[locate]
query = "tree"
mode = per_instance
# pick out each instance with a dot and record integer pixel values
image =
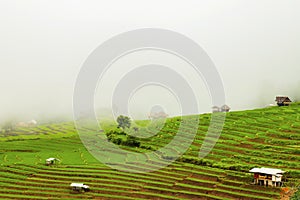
(123, 122)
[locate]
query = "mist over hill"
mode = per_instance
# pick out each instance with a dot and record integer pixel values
(43, 48)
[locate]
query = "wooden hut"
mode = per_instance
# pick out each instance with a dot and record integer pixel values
(52, 161)
(216, 109)
(225, 108)
(283, 100)
(267, 176)
(78, 187)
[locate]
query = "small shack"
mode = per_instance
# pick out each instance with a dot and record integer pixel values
(225, 108)
(283, 100)
(267, 176)
(79, 187)
(52, 161)
(216, 109)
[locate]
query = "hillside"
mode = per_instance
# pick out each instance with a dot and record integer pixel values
(268, 137)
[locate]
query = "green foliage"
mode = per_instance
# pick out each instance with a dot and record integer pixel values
(296, 195)
(119, 137)
(124, 122)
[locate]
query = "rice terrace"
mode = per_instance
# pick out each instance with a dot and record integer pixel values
(267, 137)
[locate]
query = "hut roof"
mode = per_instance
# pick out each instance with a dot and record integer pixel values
(281, 99)
(225, 107)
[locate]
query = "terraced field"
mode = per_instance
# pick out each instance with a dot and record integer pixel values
(257, 138)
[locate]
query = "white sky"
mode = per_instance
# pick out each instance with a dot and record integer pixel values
(254, 44)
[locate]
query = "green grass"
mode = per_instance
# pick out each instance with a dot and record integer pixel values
(266, 137)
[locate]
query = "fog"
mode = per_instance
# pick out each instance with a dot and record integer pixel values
(255, 46)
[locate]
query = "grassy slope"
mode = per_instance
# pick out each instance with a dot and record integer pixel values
(264, 137)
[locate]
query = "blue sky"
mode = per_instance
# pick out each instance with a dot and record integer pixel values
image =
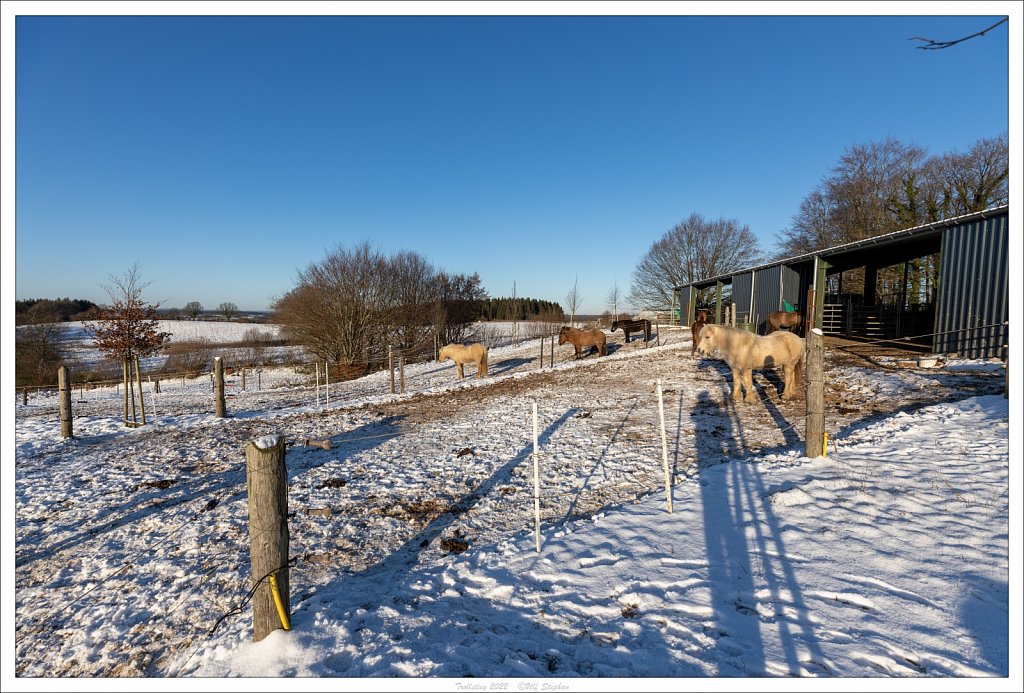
(225, 154)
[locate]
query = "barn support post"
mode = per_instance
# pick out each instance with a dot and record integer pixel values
(815, 394)
(64, 387)
(266, 477)
(220, 408)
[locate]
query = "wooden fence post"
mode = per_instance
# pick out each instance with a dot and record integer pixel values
(141, 394)
(815, 425)
(266, 478)
(65, 391)
(665, 448)
(218, 388)
(537, 486)
(390, 365)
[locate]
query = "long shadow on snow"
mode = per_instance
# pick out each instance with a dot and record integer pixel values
(214, 488)
(743, 540)
(406, 556)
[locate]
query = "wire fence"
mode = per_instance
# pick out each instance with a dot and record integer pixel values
(510, 491)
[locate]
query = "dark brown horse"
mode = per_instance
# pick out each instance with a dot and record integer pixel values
(783, 318)
(631, 327)
(583, 338)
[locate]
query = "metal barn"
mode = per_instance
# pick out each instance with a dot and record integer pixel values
(877, 289)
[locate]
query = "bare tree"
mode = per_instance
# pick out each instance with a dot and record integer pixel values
(129, 329)
(693, 249)
(193, 309)
(572, 300)
(227, 309)
(39, 351)
(350, 306)
(614, 296)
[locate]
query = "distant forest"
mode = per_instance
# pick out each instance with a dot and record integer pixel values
(519, 308)
(36, 311)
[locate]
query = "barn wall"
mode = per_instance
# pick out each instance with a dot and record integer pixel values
(973, 297)
(741, 296)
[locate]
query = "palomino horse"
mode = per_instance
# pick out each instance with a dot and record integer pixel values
(783, 318)
(633, 326)
(695, 329)
(472, 353)
(583, 338)
(744, 351)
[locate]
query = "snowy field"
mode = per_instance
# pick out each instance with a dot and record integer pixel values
(413, 536)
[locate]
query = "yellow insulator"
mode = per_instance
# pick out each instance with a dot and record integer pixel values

### The task
Among the lines of the data, which ones contain the word "field"? Show them.

### Response area
query = "terraced field"
query = "snowy field"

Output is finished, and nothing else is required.